## Texte à lire
● ● ● ● ● ● ●
Je dois vous faire une confidence au début de cette homélie : il me fait plaisir d’avoir à préparer une homélie du temps pascal qui part du portrait du bon pasteur plutôt que d’un récit d’apparition de Jésus. Pour parler de la résurrection, de Jésus ou éventuellement de la nôtre, on part en effet très souvent de ces récits d’apparition qui essaient de nous donner une idée de ce qui se passe après la mort. Comme si la résurrection offerte par Jésus ne concernait que la vie après la mort et n’avait pas d’importance ni de signification pour notre vie actuelle. Avec le portrait du bon pasteur, on est encore du bon côté du gazon, comme me disait un ami et cela nous invite à comprendre la pâque de Jésus dans sa signification pour notre aujourd’hui.Le bon pasteur

Mais vous m’objecterez tout de suite que je fais fausse route et que le récit du bon pasteur n’a pas été conçu pour nous instruire sur la résurrection, mais pour nous montrer comment Jésus s’occupe de chacun et chacune d’entre nous. À la limite, ce récit n’a rien à voir avec la pâque de Jésus et je me trompe sérieusement en voulant y découvrir un peu de ce que signifie ressusciter pour nous.
● ● ● ● ● ● ●
Étiquetage des limites
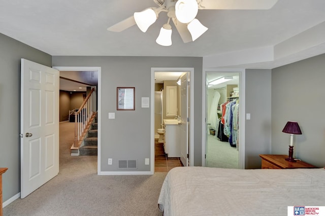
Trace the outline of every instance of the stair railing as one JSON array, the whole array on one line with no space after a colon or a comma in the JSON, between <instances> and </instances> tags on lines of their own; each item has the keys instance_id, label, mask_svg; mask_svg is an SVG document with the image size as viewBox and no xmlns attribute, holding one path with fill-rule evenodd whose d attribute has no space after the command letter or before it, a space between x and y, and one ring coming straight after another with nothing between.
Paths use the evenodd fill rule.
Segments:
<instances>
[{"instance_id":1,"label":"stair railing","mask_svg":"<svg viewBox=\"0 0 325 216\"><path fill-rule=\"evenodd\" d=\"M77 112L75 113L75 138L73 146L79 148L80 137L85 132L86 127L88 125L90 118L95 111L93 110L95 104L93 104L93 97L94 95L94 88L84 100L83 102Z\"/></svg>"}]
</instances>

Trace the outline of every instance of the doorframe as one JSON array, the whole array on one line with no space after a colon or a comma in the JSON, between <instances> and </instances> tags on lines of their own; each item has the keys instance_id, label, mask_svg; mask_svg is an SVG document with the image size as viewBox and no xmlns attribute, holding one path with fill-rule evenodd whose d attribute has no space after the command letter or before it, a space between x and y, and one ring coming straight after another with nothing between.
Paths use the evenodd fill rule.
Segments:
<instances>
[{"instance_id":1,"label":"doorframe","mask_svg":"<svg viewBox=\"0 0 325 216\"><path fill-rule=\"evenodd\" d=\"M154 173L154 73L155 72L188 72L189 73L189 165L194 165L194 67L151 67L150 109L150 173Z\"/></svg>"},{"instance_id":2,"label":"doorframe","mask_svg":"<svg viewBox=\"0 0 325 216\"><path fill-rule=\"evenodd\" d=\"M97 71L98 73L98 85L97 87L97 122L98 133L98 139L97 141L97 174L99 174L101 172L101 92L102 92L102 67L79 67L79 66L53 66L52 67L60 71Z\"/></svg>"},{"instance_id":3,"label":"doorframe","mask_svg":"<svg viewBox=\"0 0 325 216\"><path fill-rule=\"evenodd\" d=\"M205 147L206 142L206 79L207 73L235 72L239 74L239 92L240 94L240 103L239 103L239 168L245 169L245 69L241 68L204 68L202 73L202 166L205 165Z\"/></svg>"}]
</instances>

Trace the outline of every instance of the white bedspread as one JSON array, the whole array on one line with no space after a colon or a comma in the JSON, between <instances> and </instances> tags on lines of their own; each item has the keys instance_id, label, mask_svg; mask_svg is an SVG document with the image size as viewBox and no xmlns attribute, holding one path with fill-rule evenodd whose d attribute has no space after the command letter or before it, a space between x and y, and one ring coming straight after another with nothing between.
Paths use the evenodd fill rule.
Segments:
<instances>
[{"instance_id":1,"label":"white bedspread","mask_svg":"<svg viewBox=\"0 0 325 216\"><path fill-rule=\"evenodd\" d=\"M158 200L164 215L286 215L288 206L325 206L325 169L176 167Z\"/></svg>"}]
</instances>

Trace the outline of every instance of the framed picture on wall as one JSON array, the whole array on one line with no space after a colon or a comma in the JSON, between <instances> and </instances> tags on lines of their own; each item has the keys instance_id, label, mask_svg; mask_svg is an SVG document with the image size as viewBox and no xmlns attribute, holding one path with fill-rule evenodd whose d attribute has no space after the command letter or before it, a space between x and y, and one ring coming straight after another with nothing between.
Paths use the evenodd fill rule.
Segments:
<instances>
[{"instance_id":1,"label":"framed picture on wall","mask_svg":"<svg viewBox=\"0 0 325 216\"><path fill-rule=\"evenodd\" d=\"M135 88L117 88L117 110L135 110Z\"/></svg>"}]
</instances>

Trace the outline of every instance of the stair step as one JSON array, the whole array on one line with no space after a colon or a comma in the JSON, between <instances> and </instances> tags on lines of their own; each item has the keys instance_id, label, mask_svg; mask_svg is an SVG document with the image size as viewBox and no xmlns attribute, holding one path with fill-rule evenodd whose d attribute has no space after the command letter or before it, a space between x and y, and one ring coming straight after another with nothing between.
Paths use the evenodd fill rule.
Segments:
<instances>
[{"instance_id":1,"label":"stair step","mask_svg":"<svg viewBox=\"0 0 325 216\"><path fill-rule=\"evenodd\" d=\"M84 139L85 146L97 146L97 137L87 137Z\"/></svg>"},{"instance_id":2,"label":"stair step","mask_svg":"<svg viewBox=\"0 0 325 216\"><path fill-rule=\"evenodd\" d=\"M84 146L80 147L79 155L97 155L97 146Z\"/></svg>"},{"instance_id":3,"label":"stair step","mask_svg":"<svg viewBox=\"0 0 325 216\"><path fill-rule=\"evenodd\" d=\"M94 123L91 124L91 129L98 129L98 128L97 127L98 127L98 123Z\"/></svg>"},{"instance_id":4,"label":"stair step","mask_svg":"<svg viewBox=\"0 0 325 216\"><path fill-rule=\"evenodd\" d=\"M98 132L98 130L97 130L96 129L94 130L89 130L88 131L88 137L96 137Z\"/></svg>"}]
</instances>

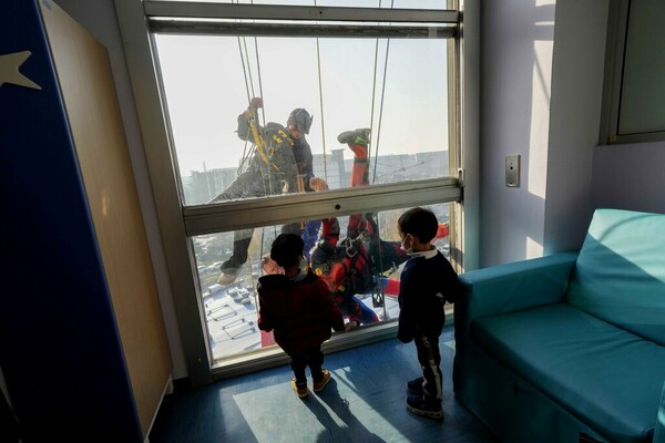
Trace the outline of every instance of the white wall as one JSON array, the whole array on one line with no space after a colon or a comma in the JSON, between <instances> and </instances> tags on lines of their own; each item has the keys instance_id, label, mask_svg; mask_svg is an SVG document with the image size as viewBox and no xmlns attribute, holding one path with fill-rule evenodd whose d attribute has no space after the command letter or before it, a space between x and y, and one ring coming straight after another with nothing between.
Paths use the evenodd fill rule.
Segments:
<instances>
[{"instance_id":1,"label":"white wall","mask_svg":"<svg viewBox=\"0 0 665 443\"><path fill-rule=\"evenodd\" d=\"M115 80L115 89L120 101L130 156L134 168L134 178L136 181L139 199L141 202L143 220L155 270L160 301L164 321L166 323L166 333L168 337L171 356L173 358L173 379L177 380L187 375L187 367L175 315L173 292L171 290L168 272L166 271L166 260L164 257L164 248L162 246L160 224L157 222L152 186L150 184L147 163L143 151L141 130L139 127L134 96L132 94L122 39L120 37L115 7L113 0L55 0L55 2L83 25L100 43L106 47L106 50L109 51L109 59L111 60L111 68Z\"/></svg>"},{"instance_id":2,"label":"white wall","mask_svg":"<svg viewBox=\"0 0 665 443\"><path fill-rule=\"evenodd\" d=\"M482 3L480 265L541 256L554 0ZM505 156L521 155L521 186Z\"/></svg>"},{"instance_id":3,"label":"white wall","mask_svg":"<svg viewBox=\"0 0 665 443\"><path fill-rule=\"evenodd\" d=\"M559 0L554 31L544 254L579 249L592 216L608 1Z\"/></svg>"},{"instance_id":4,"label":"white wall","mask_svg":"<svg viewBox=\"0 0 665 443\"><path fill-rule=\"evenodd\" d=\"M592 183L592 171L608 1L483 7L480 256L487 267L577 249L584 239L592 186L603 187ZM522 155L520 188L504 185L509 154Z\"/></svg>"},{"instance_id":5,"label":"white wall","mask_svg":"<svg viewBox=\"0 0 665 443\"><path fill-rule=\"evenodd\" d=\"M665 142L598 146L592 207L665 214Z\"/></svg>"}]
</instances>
● ● ● ● ● ● ●
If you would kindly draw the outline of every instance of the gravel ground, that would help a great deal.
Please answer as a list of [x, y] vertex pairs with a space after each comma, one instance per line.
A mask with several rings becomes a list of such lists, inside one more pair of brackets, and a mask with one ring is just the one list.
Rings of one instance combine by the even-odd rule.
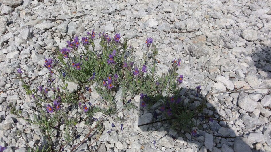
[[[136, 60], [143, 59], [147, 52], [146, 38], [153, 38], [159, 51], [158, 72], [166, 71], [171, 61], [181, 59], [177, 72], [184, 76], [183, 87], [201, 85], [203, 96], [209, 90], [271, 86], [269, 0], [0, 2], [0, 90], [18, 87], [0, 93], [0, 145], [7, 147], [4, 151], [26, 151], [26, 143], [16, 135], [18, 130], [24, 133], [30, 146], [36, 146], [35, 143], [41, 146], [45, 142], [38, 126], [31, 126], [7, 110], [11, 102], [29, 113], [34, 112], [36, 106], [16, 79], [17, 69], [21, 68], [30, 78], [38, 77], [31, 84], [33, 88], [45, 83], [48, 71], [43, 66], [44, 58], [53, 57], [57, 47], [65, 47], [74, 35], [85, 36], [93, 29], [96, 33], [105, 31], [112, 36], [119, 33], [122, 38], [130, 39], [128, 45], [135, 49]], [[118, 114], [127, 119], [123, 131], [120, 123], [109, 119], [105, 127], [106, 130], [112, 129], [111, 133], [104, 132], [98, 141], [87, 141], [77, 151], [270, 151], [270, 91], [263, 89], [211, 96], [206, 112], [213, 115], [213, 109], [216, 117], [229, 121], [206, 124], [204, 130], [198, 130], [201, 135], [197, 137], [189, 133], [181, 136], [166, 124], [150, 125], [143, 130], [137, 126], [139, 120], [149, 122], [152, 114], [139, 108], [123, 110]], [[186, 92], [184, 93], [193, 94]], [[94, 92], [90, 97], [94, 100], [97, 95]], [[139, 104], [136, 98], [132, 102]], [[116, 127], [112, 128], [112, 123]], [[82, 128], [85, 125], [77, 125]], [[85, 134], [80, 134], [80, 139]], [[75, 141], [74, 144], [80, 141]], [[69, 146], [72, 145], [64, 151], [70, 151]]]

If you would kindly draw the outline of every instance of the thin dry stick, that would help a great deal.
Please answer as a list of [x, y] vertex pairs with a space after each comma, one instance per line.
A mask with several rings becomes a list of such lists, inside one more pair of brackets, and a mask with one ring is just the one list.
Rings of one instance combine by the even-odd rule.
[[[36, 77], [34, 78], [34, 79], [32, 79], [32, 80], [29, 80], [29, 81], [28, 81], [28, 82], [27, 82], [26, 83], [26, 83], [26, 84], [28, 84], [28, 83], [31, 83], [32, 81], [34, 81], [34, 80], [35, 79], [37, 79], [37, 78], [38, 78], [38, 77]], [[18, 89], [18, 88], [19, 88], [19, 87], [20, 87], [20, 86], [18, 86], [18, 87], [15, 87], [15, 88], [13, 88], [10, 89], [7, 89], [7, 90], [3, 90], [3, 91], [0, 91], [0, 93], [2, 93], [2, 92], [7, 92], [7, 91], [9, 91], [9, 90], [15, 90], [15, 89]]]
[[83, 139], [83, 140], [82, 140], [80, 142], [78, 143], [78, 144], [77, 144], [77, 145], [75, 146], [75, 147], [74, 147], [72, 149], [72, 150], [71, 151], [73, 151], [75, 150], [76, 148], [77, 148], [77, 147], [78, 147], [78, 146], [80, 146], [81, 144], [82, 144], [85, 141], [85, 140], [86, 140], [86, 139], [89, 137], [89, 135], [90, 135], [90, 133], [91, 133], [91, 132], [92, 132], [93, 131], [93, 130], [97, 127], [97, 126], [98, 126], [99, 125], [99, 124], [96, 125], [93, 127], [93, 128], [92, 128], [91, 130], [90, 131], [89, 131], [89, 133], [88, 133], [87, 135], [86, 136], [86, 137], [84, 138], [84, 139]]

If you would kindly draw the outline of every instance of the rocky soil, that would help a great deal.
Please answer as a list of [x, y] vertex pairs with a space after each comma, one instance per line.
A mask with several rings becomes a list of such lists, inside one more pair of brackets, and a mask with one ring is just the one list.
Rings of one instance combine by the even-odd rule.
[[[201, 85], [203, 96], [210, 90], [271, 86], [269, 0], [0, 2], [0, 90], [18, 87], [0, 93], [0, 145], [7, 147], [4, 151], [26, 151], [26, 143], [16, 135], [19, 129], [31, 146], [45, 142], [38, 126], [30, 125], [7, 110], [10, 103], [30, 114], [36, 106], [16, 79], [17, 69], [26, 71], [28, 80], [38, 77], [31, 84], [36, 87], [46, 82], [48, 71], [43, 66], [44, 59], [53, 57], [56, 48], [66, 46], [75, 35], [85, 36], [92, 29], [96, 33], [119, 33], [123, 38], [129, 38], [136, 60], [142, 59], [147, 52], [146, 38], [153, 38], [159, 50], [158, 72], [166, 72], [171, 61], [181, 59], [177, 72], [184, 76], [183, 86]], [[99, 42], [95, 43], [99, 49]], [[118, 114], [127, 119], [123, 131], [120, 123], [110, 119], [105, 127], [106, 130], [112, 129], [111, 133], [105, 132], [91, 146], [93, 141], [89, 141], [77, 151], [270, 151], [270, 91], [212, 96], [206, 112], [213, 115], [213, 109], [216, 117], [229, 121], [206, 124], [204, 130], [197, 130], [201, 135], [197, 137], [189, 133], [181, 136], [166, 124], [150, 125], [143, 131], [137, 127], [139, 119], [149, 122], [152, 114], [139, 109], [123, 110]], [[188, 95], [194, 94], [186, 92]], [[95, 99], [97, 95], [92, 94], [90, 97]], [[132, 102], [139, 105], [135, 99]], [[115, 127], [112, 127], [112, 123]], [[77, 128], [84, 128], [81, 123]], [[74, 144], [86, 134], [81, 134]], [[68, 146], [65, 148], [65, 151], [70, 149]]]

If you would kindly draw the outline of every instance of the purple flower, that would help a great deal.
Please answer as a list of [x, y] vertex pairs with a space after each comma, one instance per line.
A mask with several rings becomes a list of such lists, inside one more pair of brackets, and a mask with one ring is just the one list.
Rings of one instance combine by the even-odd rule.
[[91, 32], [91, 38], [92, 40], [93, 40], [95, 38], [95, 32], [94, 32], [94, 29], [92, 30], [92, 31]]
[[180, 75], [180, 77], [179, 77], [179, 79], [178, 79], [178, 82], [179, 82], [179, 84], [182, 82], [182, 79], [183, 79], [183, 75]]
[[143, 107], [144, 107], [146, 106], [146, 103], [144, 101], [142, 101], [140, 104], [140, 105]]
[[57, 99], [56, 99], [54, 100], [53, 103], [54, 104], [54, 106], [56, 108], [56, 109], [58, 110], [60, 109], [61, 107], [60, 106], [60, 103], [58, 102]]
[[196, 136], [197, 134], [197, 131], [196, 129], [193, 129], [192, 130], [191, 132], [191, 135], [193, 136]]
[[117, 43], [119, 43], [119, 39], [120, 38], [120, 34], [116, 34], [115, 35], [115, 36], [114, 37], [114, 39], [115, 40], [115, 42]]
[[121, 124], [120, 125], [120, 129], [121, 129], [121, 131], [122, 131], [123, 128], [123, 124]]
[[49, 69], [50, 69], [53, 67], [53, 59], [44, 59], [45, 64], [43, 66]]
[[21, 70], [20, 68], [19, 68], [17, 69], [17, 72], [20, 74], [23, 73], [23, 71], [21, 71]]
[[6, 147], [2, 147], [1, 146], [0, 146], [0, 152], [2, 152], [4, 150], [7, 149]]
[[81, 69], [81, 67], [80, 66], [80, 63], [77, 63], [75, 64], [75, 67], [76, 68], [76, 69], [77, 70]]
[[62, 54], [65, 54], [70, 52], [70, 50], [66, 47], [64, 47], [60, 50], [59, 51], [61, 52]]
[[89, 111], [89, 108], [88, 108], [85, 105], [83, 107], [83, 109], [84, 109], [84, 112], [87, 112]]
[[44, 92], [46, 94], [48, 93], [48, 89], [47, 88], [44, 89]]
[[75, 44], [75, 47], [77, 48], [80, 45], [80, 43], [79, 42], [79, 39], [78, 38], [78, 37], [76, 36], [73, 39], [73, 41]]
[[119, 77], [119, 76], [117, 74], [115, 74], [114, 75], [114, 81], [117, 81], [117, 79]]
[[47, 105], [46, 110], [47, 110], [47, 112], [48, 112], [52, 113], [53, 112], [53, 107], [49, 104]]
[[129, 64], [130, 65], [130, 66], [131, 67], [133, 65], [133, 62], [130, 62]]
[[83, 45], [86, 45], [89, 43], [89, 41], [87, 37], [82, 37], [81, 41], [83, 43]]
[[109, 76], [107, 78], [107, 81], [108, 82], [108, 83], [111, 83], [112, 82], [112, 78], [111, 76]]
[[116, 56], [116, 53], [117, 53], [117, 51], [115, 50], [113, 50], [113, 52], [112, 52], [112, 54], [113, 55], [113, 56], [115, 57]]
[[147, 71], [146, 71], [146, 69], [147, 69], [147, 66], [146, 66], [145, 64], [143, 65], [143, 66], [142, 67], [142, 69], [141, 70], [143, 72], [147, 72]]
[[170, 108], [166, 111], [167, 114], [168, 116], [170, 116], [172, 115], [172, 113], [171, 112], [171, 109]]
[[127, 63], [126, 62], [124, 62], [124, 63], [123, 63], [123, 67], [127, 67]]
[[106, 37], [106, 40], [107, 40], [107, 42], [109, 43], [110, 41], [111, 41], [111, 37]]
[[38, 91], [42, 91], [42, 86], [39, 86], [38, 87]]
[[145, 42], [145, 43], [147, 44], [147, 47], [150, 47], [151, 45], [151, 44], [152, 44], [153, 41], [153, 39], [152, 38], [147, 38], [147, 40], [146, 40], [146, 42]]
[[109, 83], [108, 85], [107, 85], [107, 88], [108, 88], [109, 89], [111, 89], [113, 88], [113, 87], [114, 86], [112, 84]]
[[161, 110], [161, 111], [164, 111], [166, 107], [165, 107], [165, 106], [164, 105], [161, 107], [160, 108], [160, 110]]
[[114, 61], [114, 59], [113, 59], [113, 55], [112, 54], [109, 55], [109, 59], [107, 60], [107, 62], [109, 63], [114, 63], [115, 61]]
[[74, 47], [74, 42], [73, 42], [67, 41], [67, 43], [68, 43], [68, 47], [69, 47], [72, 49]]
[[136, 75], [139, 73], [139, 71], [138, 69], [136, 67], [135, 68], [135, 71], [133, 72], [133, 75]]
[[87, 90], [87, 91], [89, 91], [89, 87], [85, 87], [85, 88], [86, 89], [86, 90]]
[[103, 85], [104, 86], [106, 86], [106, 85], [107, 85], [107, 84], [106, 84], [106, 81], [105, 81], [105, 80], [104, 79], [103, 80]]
● ● ● ● ● ● ●
## Votre travail
1 - Dans l'homélie, de quoi part-on très souvent pour parler de la résurrection ?
2 - Recopiez fidèlement le passage de l'homélie qui va de « Mais vous m’objecterez » à « ressusciter pour nous. ».

## Réponses fournies
1 - De récits d'apparition qui essaient de nous donner une idée de ce qui se passe après la mort.

2 -
Mais vous m’objecterez tout de suite que je fais fausse route et que le récit du bon pasteur n’a pas été conçu pour nous instruire sur la résurrection, mais pour nous montrer comment Jésus s’occupe de chacun et chacune d’entre nous. À la limite, ce récit n’a rien à voir avec la pâque de Jésus et je me trompe sérieusement en voulant y découvrir un peu de ce que signifie ressusciter pour nous.